Task = Repeat every line below exactly as it reads.
== Source records ==
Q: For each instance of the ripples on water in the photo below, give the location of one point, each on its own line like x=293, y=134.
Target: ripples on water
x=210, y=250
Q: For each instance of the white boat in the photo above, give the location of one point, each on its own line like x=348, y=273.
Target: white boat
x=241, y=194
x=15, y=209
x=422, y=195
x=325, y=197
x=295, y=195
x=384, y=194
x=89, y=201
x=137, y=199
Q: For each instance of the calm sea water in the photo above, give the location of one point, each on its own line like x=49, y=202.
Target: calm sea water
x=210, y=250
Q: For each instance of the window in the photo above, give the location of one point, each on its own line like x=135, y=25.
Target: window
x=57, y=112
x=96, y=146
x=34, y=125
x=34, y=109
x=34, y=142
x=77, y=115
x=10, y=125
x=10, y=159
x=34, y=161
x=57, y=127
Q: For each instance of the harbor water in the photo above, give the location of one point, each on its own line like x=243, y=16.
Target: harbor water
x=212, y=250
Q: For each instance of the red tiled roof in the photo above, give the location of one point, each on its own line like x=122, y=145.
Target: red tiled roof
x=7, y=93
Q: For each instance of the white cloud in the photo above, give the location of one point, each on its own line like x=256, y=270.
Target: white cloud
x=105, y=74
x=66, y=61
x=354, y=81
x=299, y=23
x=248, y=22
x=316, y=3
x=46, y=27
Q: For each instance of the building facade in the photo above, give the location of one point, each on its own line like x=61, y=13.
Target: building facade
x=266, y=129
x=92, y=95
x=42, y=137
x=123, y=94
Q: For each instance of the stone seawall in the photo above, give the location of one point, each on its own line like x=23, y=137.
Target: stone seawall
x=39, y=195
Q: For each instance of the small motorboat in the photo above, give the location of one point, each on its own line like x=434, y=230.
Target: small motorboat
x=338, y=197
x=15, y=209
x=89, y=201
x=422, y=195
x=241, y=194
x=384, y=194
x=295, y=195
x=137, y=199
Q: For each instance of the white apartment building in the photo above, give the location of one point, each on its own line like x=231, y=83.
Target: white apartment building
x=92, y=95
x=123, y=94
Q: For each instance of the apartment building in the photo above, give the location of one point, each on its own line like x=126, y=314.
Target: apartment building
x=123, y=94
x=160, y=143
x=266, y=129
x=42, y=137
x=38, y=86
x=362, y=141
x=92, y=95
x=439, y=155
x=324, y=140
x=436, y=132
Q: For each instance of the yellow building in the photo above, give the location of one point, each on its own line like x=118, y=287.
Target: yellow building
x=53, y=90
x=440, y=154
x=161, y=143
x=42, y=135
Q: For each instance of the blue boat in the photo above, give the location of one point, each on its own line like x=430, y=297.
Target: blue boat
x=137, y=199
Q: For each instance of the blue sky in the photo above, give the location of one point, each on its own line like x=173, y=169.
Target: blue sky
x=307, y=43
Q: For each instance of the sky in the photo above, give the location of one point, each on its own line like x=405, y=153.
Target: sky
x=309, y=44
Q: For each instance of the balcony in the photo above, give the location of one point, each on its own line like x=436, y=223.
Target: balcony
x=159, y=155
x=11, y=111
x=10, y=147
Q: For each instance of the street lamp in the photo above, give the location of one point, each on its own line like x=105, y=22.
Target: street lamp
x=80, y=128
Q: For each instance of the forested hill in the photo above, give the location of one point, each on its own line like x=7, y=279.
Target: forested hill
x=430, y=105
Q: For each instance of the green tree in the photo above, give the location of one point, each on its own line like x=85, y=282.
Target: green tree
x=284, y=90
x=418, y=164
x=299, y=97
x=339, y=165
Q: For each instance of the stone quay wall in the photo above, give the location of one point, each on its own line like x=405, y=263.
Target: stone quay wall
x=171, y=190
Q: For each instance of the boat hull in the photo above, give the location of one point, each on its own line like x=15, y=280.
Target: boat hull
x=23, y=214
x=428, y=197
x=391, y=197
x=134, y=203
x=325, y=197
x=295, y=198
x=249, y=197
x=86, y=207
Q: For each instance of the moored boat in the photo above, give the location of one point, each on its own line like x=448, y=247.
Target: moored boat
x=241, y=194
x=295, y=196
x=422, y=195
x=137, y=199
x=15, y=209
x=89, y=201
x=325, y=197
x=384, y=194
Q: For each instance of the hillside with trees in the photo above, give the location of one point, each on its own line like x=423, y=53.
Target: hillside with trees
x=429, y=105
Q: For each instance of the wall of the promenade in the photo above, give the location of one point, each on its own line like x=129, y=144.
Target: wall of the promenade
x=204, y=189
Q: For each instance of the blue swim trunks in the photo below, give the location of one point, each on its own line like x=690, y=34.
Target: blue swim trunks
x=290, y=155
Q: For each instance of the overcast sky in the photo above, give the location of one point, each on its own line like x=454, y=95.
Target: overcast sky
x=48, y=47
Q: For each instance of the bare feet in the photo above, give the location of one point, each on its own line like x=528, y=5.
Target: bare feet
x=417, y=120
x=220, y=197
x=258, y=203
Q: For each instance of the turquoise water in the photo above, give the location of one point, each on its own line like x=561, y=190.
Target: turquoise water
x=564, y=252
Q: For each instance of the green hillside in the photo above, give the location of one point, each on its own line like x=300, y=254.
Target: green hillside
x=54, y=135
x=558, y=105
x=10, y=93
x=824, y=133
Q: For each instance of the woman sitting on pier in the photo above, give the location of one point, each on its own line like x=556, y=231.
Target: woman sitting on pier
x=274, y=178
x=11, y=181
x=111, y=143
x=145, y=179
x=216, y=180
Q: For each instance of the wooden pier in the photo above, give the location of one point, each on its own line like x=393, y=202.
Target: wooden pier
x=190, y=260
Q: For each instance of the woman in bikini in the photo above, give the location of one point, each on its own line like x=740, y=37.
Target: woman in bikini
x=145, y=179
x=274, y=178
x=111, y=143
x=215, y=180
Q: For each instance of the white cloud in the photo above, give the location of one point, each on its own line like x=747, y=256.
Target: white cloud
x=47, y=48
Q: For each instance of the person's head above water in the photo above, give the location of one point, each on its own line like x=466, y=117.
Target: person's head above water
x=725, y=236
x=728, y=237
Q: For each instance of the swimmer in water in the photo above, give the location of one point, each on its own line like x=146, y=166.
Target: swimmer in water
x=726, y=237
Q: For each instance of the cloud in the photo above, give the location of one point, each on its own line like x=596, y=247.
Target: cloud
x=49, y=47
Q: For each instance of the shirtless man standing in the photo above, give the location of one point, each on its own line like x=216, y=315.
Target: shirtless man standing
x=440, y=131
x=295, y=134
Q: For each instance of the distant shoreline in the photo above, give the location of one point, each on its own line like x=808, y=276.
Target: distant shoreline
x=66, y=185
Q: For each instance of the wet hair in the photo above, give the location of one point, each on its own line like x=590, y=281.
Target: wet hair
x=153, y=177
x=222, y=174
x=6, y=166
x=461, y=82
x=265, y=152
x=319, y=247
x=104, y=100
===
Solution to this task =
Q: For each instance of the ripples on water in the photo below, give the location of one point, each on its own line like x=293, y=134.
Target: ripples on water
x=210, y=250
Q: For each instance of the white boat in the photo above, give the location of one point, each on its own line like x=348, y=273.
Target: white boat
x=241, y=194
x=15, y=209
x=422, y=195
x=325, y=197
x=295, y=195
x=384, y=194
x=89, y=201
x=137, y=199
Q: For each instance of the calm sea water in the photo above, give the location of one point, each on its own line like x=49, y=202.
Target: calm sea water
x=210, y=250
Q: For each instance of the window in the photo above, give the location of one point, each on its own line like x=135, y=25.
Target: window
x=57, y=112
x=96, y=146
x=34, y=125
x=34, y=109
x=34, y=142
x=77, y=115
x=10, y=125
x=10, y=159
x=34, y=161
x=57, y=127
Q: For each instance of the harbor water in the photo above, give the location of one point, each on its own line like x=243, y=16.
Target: harbor water
x=212, y=250
Q: For each instance of the red tiled roof in the photo above, give the location of one point, each on its own line like x=122, y=145.
Target: red tiled roof
x=7, y=93
Q: For each instance of the white cloud in the photo above, give the location of one point, each on its own line like x=256, y=270.
Target: white cloud
x=105, y=74
x=66, y=61
x=354, y=81
x=299, y=23
x=248, y=22
x=316, y=3
x=46, y=27
Q: For each instance of the building facade in the photo above, give the location of one point, each on its own line like x=61, y=13.
Target: building facade
x=266, y=129
x=92, y=95
x=42, y=137
x=123, y=94
Q: For each instance of the stone seawall in the photo above, give the location of one point, each on its own line like x=23, y=137.
Target: stone seawall
x=39, y=195
Q: For each instance of the small motorboat in the photo above, give the location of one point, each on its own line like x=434, y=230.
Target: small motorboat
x=338, y=197
x=15, y=209
x=89, y=201
x=422, y=195
x=241, y=194
x=384, y=194
x=295, y=195
x=137, y=199
Q: For each instance of the white apartment building in the photo above, give the location of one point, each on its own line like x=231, y=83.
Target: white apartment building
x=92, y=95
x=123, y=94
Q: For each instance of the apartment building in the photo above, give the location of one point, each on its own line like x=126, y=314.
Target: apartment building
x=123, y=94
x=160, y=143
x=266, y=129
x=42, y=137
x=38, y=86
x=362, y=141
x=92, y=95
x=439, y=155
x=324, y=140
x=436, y=132
Q: For each instance of the yellow building in the photo above, give the location of one point, each on its own line like x=118, y=287.
Target: yellow building
x=53, y=90
x=440, y=154
x=161, y=143
x=42, y=135
Q: For each instance of the blue boat in the photo above, give the location of one point, each on its own line like x=430, y=297.
Target: blue boat
x=137, y=199
Q: For each instance of the blue sky in the photo above, give the location of one point, each on its own line like x=173, y=169.
Target: blue sky
x=307, y=43
Q: For each instance of the sky in the photo above, give the location of one point, each on its own line like x=405, y=153.
Target: sky
x=309, y=44
Q: For each instance of the balcony in the photo above, give the location of one point, each on its own line like x=436, y=223.
Target: balcony
x=159, y=155
x=11, y=111
x=10, y=147
Q: For each instance of the street lamp in the photo above, give the location of one point, each on its own line like x=105, y=22.
Target: street lamp
x=80, y=128
Q: For each instance of the forested hill in the photo above, give the location of one point, each on its own line like x=7, y=279.
Target: forested hill
x=430, y=105
Q: For each instance of the green tree in the photo above, give the location of one point, each on its own line like x=85, y=282.
Target: green tree
x=284, y=90
x=418, y=164
x=299, y=97
x=339, y=165
Q: For each instance of the stone quay wall in the photo above, give the location of one point, each on its own line like x=405, y=263.
Target: stone quay wall
x=171, y=190
Q: For each instance of the boat hull in the photo above, give the location of one point, each on its own line like x=15, y=280.
Target: boat hull
x=23, y=214
x=428, y=197
x=391, y=197
x=134, y=203
x=325, y=197
x=295, y=198
x=249, y=197
x=86, y=207
Q: For each instance of the moored boat in the photo above, give the location of one point, each on its own line like x=448, y=247.
Target: moored boat
x=241, y=194
x=295, y=196
x=422, y=195
x=137, y=199
x=15, y=209
x=89, y=201
x=325, y=197
x=384, y=194
Q: For each instance of the hillside with trees in the photo above, give the location of one point, each on its own line like x=423, y=53.
Target: hillside with trees
x=429, y=105
Q: For each instance of the wall of the promenade in the photo above, give the location of one point, each on its own line like x=129, y=144.
Target: wall of the promenade
x=204, y=189
Q: For each instance of the blue swim trunks in the photo below, give the location of one point, each on its own line like x=690, y=34.
Target: blue swim trunks
x=290, y=155
Q: For each instance of the overcast sky in the photo above, give the location of one point, each on its own line like x=454, y=95.
Target: overcast sky
x=48, y=47
Q: For each instance of the bare feet in the photo above, give the location of one point, each on its own line like x=528, y=5.
Target: bare feet
x=417, y=120
x=220, y=197
x=258, y=203
Q: For each instance of the turquoise water in the photo above, give the location of one point, each on its own line like x=561, y=190.
Target: turquoise water
x=564, y=252
Q: For each instance of the green hillside in the photo above, give the location of one point, each on its own line like x=300, y=254.
Target: green hillside
x=54, y=135
x=558, y=105
x=10, y=93
x=824, y=133
Q: For each instance of the woman sitting on pier in the photo above, give the location of one point, each on its own line like x=556, y=231.
Target: woman sitting on pier
x=274, y=178
x=11, y=181
x=111, y=143
x=145, y=179
x=216, y=180
Q: For each instance of the wooden pier in the photo above, give the location of one point, each on its own line like x=393, y=202.
Target: wooden pier
x=190, y=260
Q: For each instance of the woman in bikini in the photo above, give the location of one point, each on its own line like x=740, y=37.
Target: woman in bikini
x=145, y=179
x=274, y=178
x=111, y=143
x=215, y=180
Q: For each instance of the white cloud in the photo above, give the location of one point, each on its own line like x=747, y=256.
Target: white cloud
x=47, y=48
Q: For each instance of the person's head above water in the photo above, give the location of one point, each on its own line like x=466, y=117.
Target: person's head above water
x=725, y=236
x=728, y=237
Q: For each instance of the swimmer in water in the photo above, give the location of one point, each on its own line like x=146, y=166.
Target: swimmer in water
x=726, y=237
Q: For each instance of the cloud in the photo above, give the location of one point, each on its own line like x=596, y=247.
Target: cloud
x=49, y=47
Q: For each instance of the shirtless man standing in the photo above, give the location of one point, each on its own line like x=216, y=315.
Target: shirtless man standing
x=440, y=131
x=295, y=134
Q: For each instance of the distant shoreline in the photo above, give the location of one point, each on its own line like x=808, y=276.
Target: distant shoreline
x=66, y=185
Q: For each instance of the wet hair in the photo above, give the location of one point, each on its own line like x=590, y=281.
Target: wet hair
x=153, y=177
x=222, y=174
x=6, y=166
x=461, y=82
x=265, y=152
x=319, y=247
x=104, y=100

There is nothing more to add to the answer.